● TEXTE À LIRE:
Selon le chef Julien Lévieux, quand un enfant est entendu par les gendarmes de la MPPF, il a déjà livré son récit en moyenne entre 5 et 7 fois (école, services sociaux, camarades…). Le protocole prévoit que la parole de tout mineur de moins de 15 ans victime est recueillie exclusivement par les agents de la MPPF. Selon l’adjudant-chef Vincent, il arrivait avant que l’enquêteur questionne l’enfant. Désormais, il se contente d’entendre le responsable légal : «l’enfant sera entendu par nous de manière à avoir le moins de déperdition possible sur son récit. Avec ce protocole, dans 99% des cas, nous arrivons à déterminer les faits exacts.»

Le gendarme de rajouter, «il y a des moments, et quand l’enfant ne parle pas, c’est que ce n’était pas le bon moment, peut-être parce que trop proche des faits. Pour les tout-petits par exemple, on essaye de les entendre le matin, et pas au moment de la sieste. Et parfois on revient quelques mois plus tard et ça marche.»

L’adjudant-chef Vincent de citer le cas de cette jeune fille entendue une première fois sans succès. «Après des scarifications et une tentative de suicide, elle a été hospitalisée et les éducateurs ont réussi à briser le silence. Ils nous ont appelés parce qu’elle était prête à parler.» 

France, Perpignan, 2022-12-19. Illustration. In the Pyrenees-Orientales 66, the Gendarmerie s Family Prevention and Protection Center is part of the measures in place to curb the scourge of intrafamily violence. Photograph by Arnaud Le Vu / Hans Lucas.
France, Perpignan, 2022-12-19. Illustration. Dans les Pyrenees-Orientales 66, la Maison de Prevention et Protection des Familles de la gendarmerie fait partie des dispositifs en place pour endiguer le fleau des violences intrafamiliales. Photographie de Arnaud Le Vu / Hans Lucas.

● DONNÉES FOURNIES:
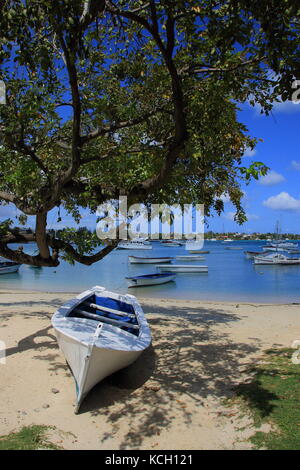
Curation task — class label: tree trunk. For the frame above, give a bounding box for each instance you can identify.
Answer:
[35,212,50,259]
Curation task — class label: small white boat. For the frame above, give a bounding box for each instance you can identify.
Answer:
[185,240,203,252]
[244,251,266,259]
[161,240,183,246]
[117,241,152,250]
[156,264,208,273]
[262,245,288,252]
[176,255,205,261]
[188,250,210,255]
[225,246,243,250]
[0,261,21,274]
[126,273,176,287]
[128,256,173,264]
[51,286,151,412]
[254,253,300,265]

● CONSIGNE: Indiquez si chacune des affirmations suivantes concorde avec le texte sur la MPPF, en répondant par oui ou par non et en citant les mots du texte qui tranchent : (a) Quand un enfant est entendu par les gendarmes de la MPPF, il a déjà raconté son récit en moyenne entre 5 et 7 fois. (b) Les tout-petits sont de préférence entendus au moment de la sieste. (c) La parole d'un mineur de moins de 15 ans victime peut être recueillie par n'importe quel enquêteur. Les items ne sont pas nécessaires pour cet exercice.

● CORRIGÉ:
(a) Oui : « il a déjà livré son récit en moyenne entre 5 et 7 fois ».
(b) Non : « on essaye de les entendre le matin, et pas au moment de la sieste ».
(c) Non : « est recueillie exclusivement par les agents de la MPPF ».